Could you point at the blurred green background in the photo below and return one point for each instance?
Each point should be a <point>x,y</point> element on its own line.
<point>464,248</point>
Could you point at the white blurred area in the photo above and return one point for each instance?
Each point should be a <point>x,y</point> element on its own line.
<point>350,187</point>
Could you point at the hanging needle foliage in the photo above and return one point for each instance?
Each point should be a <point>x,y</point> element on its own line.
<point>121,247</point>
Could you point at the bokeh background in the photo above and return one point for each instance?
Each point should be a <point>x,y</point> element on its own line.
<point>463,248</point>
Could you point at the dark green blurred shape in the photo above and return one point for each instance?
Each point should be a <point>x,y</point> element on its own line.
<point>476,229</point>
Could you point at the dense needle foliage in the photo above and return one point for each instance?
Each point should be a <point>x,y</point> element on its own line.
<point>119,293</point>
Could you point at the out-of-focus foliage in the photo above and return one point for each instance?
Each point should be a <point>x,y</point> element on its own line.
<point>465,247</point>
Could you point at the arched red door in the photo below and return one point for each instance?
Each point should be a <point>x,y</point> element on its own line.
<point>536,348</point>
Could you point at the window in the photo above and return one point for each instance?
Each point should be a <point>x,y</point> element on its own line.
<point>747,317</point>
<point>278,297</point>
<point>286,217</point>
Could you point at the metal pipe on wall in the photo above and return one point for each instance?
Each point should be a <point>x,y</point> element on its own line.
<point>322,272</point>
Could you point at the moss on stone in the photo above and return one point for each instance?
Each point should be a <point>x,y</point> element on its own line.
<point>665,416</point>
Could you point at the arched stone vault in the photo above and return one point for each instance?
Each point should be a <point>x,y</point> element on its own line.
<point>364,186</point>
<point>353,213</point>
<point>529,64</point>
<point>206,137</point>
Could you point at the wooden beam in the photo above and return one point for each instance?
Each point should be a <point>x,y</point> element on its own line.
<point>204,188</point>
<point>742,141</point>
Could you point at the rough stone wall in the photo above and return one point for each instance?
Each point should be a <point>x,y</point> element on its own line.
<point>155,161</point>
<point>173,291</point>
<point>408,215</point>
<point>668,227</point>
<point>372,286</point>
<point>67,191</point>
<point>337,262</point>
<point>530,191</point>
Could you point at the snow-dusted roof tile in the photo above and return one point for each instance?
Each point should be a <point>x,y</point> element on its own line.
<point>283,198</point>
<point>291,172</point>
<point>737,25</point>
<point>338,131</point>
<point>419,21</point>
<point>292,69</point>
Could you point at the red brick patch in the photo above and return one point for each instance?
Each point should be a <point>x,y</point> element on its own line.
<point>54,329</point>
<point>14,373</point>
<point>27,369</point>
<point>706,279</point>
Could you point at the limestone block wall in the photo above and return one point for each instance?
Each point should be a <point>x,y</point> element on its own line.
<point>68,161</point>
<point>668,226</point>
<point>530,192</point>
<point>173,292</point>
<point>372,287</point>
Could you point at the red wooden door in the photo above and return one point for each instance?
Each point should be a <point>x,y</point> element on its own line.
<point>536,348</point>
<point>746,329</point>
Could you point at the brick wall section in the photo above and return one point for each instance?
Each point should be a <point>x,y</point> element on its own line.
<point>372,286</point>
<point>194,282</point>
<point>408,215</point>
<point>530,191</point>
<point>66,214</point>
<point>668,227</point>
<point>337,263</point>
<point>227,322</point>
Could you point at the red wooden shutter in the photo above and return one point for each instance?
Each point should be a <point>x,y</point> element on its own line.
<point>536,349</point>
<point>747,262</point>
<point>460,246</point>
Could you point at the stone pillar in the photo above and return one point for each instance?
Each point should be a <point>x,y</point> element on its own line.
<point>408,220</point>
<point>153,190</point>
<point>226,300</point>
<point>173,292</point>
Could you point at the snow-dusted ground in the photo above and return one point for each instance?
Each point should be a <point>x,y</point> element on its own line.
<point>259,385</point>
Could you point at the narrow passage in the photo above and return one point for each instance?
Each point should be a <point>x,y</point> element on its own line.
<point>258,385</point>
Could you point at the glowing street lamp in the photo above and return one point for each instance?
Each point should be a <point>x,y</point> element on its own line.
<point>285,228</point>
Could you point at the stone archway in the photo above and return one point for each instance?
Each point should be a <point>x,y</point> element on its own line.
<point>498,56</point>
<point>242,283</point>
###
## PROBLEM STATEMENT
Rescale everything from the row containing "Could you point at the brick" down to the row containing "<point>460,246</point>", both included, and write out every one of those rows again, requests included. Multiply each point coordinate in the answers by 2.25, round to whole numbers with halves going up, and leave the requests and their format samples unchanged.

## COMPLETE RESPONSE
Could you point at the brick wall section in the photo above and return one point for each instance?
Each point should be a <point>x,y</point> element on its own line.
<point>837,644</point>
<point>437,635</point>
<point>918,484</point>
<point>1193,430</point>
<point>149,482</point>
<point>1503,511</point>
<point>758,592</point>
<point>511,725</point>
Could you point at the red wooden shutter in the photo above and return one point for each instance?
Each point should be a <point>x,y</point> element on its own line.
<point>1206,785</point>
<point>1681,590</point>
<point>1035,554</point>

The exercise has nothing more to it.